§ WORK TO DO: Copy the rows from the start through the line containing "[[[94,42],[94,46],[97,50],[100,50],[100,46],[98,45],[98,43]]]", changing "every instance" to "all instances" and keeping everything else the same. Leave the pictures out of your copy.

[Source data]
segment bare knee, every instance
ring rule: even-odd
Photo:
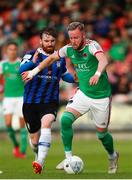
[[[30,139],[31,139],[32,144],[38,144],[39,132],[30,134]]]

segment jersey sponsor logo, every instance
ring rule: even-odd
[[[32,55],[31,54],[25,54],[25,56],[23,57],[23,59],[31,59]]]
[[[94,42],[94,46],[97,50],[100,50],[100,46],[98,45],[98,43]]]

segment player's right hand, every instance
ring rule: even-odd
[[[28,82],[33,78],[31,71],[25,71],[21,75],[24,82]]]
[[[36,50],[35,54],[33,55],[33,59],[32,59],[33,63],[36,63],[38,54],[39,54],[39,52],[38,52],[38,50]]]

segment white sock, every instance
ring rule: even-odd
[[[38,144],[33,144],[30,138],[29,138],[29,144],[32,151],[35,153],[35,161],[36,161],[38,156]]]
[[[43,166],[48,150],[51,145],[51,129],[41,129],[39,144],[38,144],[38,162]]]
[[[66,159],[70,159],[72,157],[72,151],[65,151]]]
[[[109,154],[109,159],[115,159],[116,156],[117,156],[117,153],[114,151],[113,154]]]

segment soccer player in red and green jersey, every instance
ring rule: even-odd
[[[118,153],[113,147],[112,135],[108,132],[110,119],[111,88],[108,81],[107,59],[100,45],[86,39],[84,25],[72,22],[68,26],[70,44],[62,47],[58,53],[52,54],[34,70],[27,72],[27,80],[49,66],[60,57],[69,57],[79,82],[79,90],[70,99],[61,118],[61,136],[66,158],[72,156],[72,124],[84,113],[91,111],[97,129],[97,137],[108,153],[110,161],[108,173],[116,173]],[[38,52],[36,52],[37,54]],[[63,168],[61,162],[57,169]]]

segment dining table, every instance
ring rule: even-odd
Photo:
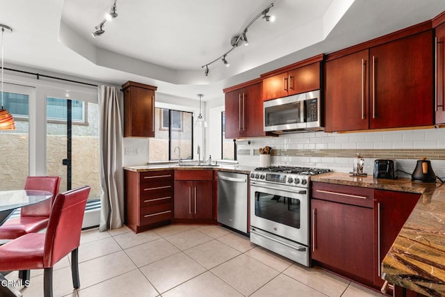
[[[40,190],[0,191],[0,226],[17,209],[41,202],[49,199],[52,195],[51,192]],[[0,296],[22,296],[20,291],[15,287],[20,282],[19,280],[17,282],[7,280],[3,273],[0,272]]]

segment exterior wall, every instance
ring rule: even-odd
[[[238,161],[259,166],[258,149],[272,147],[273,166],[289,165],[326,168],[334,171],[353,170],[357,152],[365,159],[364,172],[372,175],[374,160],[394,159],[398,169],[410,175],[422,156],[431,160],[437,176],[445,177],[445,129],[347,134],[307,132],[284,134],[276,138],[251,138],[251,144],[237,146]],[[401,177],[410,175],[398,172]]]

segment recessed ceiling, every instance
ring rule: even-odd
[[[118,0],[118,17],[105,33],[91,33],[113,0],[3,0],[0,23],[7,63],[122,84],[134,80],[158,86],[159,93],[209,100],[223,88],[321,53],[430,19],[445,1],[430,0],[275,0],[273,23],[259,19],[239,47],[209,66],[202,65],[230,48],[230,39],[271,1]]]

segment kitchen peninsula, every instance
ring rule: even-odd
[[[445,295],[445,188],[408,179],[376,179],[331,172],[314,182],[421,194],[386,255],[382,275],[397,287],[426,296]],[[397,291],[396,291],[397,293]]]

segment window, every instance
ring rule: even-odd
[[[193,115],[186,111],[155,109],[154,138],[149,139],[149,161],[193,159]],[[175,149],[177,148],[176,151]]]
[[[221,113],[221,135],[222,136],[222,144],[221,150],[223,160],[236,160],[236,143],[234,139],[227,139],[225,138],[225,112]]]
[[[22,94],[5,93],[8,94],[7,101],[6,101],[5,108],[15,118],[18,119],[27,119],[29,116],[29,106],[28,100],[24,100]],[[88,103],[72,100],[72,113],[73,123],[87,122],[86,105]],[[65,122],[67,120],[67,104],[66,99],[60,98],[48,97],[47,101],[47,118],[50,122]]]

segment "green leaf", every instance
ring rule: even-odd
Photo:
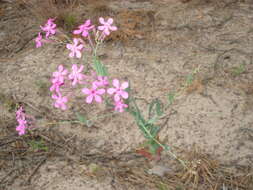
[[[98,76],[108,76],[105,66],[97,58],[94,58],[93,66]]]
[[[192,84],[193,79],[194,79],[194,76],[193,76],[192,74],[189,74],[189,75],[187,76],[187,78],[186,78],[186,84],[187,84],[187,85]]]
[[[93,122],[86,119],[84,116],[80,115],[79,113],[76,113],[76,117],[80,123],[83,123],[87,127],[91,127],[93,125]]]
[[[84,116],[80,115],[79,113],[76,113],[76,117],[77,117],[78,121],[80,121],[81,123],[83,123],[83,124],[87,123],[87,119]]]
[[[151,140],[149,142],[150,146],[149,146],[149,152],[153,155],[155,155],[157,153],[157,149],[160,148],[160,145],[157,144],[154,140]]]
[[[151,116],[153,115],[153,109],[155,109],[155,111],[156,111],[156,116],[161,116],[163,114],[162,107],[163,107],[162,103],[159,99],[153,100],[149,104],[148,117],[151,118]]]
[[[160,100],[156,100],[156,115],[161,116],[163,114],[162,110],[162,102]]]
[[[174,102],[174,99],[175,99],[175,94],[169,93],[168,94],[168,102],[170,105]]]
[[[151,130],[150,130],[150,134],[152,135],[153,138],[156,138],[159,130],[160,130],[160,127],[152,125]]]

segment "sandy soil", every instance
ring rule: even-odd
[[[78,10],[86,12],[92,6],[80,6]],[[144,110],[146,102],[153,98],[165,103],[167,94],[179,90],[187,76],[200,68],[193,84],[176,99],[168,116],[160,122],[161,141],[184,150],[197,146],[227,165],[251,165],[252,1],[127,0],[111,1],[108,7],[110,16],[121,24],[121,33],[113,36],[99,55],[112,78],[131,81]],[[32,39],[41,23],[24,8],[0,2],[0,14],[0,93],[29,105],[27,112],[37,119],[39,130],[50,131],[52,126],[46,123],[55,118],[75,118],[75,112],[88,117],[104,112],[102,106],[86,105],[82,97],[69,104],[70,110],[64,113],[53,108],[45,90],[50,85],[51,73],[59,64],[70,67],[80,61],[70,59],[62,45],[48,44],[35,49]],[[89,17],[91,13],[86,14]],[[136,22],[134,26],[125,24],[124,15],[136,19],[130,21]],[[131,32],[124,33],[123,26]],[[1,119],[14,119],[4,102],[0,109]],[[59,124],[53,128],[75,136],[80,145],[89,142],[93,148],[85,153],[91,154],[105,151],[117,155],[136,150],[144,141],[127,113],[99,119],[95,125],[87,128]],[[85,168],[85,165],[71,167],[64,160],[47,161],[32,184],[24,189],[131,188],[115,188],[109,176],[101,181],[86,179],[82,174]],[[7,189],[22,189],[21,181],[15,181]]]

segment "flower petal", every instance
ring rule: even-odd
[[[104,19],[103,17],[100,17],[100,18],[99,18],[99,22],[100,22],[101,24],[105,24],[105,19]]]
[[[116,92],[116,89],[115,88],[109,88],[108,90],[107,90],[107,93],[108,94],[114,94]]]
[[[113,79],[112,84],[114,87],[119,88],[119,80],[118,79]]]
[[[76,51],[76,57],[77,57],[77,58],[81,58],[81,57],[82,57],[82,54],[81,54],[80,51]]]
[[[111,31],[116,31],[116,30],[118,30],[118,28],[116,26],[110,26],[110,30]]]
[[[126,88],[128,88],[128,86],[129,86],[128,82],[123,82],[121,84],[121,89],[126,89]]]
[[[127,98],[128,98],[128,93],[127,93],[126,91],[122,91],[122,92],[120,93],[120,95],[121,95],[122,98],[124,98],[124,99],[127,99]]]
[[[73,34],[81,34],[82,33],[82,30],[74,30],[73,31]]]
[[[93,95],[87,96],[86,102],[87,102],[88,104],[90,104],[90,103],[92,102],[92,100],[93,100]]]
[[[115,95],[114,95],[114,101],[115,101],[115,102],[120,101],[120,96],[119,96],[118,94],[115,94]]]
[[[67,47],[68,49],[72,50],[73,45],[72,45],[72,44],[67,44],[66,47]]]
[[[99,89],[96,91],[97,94],[102,95],[105,93],[105,89]]]
[[[84,94],[91,94],[91,91],[88,89],[88,88],[83,88],[82,89],[82,92],[84,93]]]
[[[104,26],[98,26],[98,30],[104,30],[105,27]]]
[[[109,18],[108,21],[107,21],[107,23],[111,25],[113,23],[113,19]]]
[[[98,95],[95,95],[95,101],[98,102],[98,103],[101,103],[102,102],[102,98]]]

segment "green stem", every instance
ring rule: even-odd
[[[164,150],[166,150],[166,151],[168,151],[168,153],[170,154],[170,155],[172,155],[172,157],[174,157],[176,160],[178,160],[185,168],[187,168],[187,166],[186,166],[186,164],[185,164],[185,162],[183,161],[183,160],[181,160],[180,158],[178,158],[173,152],[171,152],[171,150],[168,150],[168,148],[167,147],[165,147],[163,144],[161,144],[158,140],[156,140],[151,134],[150,134],[150,132],[146,129],[146,127],[145,127],[145,125],[144,124],[142,124],[143,125],[143,129],[145,130],[145,132],[149,135],[149,137],[153,140],[153,141],[155,141],[160,147],[162,147]]]

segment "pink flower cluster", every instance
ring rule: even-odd
[[[114,100],[114,109],[118,112],[123,112],[128,106],[124,104],[123,99],[128,98],[128,93],[126,88],[128,88],[128,82],[123,82],[120,84],[118,79],[113,80],[113,86],[109,87],[108,77],[106,76],[94,76],[94,73],[88,77],[82,74],[83,65],[79,68],[76,64],[72,65],[72,72],[68,74],[67,69],[62,65],[58,66],[58,70],[53,73],[51,79],[52,86],[50,91],[53,93],[52,98],[55,100],[54,106],[56,108],[66,110],[66,103],[68,102],[67,96],[63,96],[61,92],[61,87],[68,87],[66,80],[70,82],[72,87],[77,84],[91,84],[90,88],[82,88],[82,93],[86,95],[86,103],[91,104],[93,101],[97,103],[103,102],[102,95],[105,95],[106,92],[108,95],[113,96]]]
[[[54,23],[54,20],[55,19],[49,18],[44,26],[40,26],[41,30],[46,34],[46,39],[56,33],[56,24]],[[38,36],[35,38],[36,48],[41,47],[43,43],[47,41],[48,40],[43,40],[41,32],[39,32]]]
[[[100,17],[99,22],[102,24],[101,26],[97,27],[98,31],[101,31],[100,36],[97,37],[97,39],[99,41],[103,41],[106,36],[110,35],[110,31],[117,30],[116,26],[112,26],[112,24],[113,24],[112,18],[109,18],[107,21],[105,21],[104,18]],[[87,37],[88,41],[90,43],[90,46],[93,47],[93,42],[90,38],[90,33],[89,33],[90,31],[93,31],[94,34],[98,35],[98,32],[96,32],[96,27],[91,24],[90,20],[86,20],[84,22],[84,24],[81,24],[78,27],[77,30],[73,31],[73,34],[75,34],[75,35],[81,34],[82,37],[85,37],[85,38]],[[85,46],[85,44],[84,44],[83,40],[81,40],[80,38],[79,39],[74,38],[72,44],[66,45],[67,49],[70,50],[69,57],[81,58],[81,56],[82,56],[81,52],[84,49],[84,46]]]
[[[18,122],[18,126],[16,126],[16,131],[18,131],[18,134],[20,136],[24,135],[27,129],[27,121],[22,106],[20,106],[20,108],[16,111],[16,120]]]

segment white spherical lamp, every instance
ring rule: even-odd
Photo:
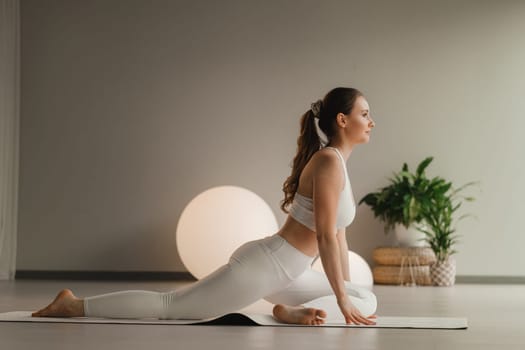
[[[177,225],[177,250],[188,271],[201,279],[226,264],[243,243],[277,230],[275,215],[261,197],[241,187],[214,187],[184,208]]]
[[[368,266],[365,259],[353,251],[348,251],[348,263],[350,265],[350,279],[352,283],[355,283],[362,287],[372,288],[374,285],[374,277],[372,270]],[[323,264],[321,259],[313,264],[312,269],[324,273]]]

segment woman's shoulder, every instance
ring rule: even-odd
[[[314,171],[340,171],[341,167],[339,156],[329,148],[323,148],[315,152],[310,162]]]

§ RESPONSE TO THE TASK:
segment bare knee, all instances
ring rule: even-odd
Photo:
[[[30,139],[31,139],[32,144],[38,144],[39,132],[30,134]]]

segment jersey sponsor logo, all instances
ring rule: even-odd
[[[32,55],[31,54],[25,54],[25,56],[23,57],[23,59],[31,59]]]
[[[94,42],[94,46],[97,50],[100,50],[100,46],[98,45],[98,43]]]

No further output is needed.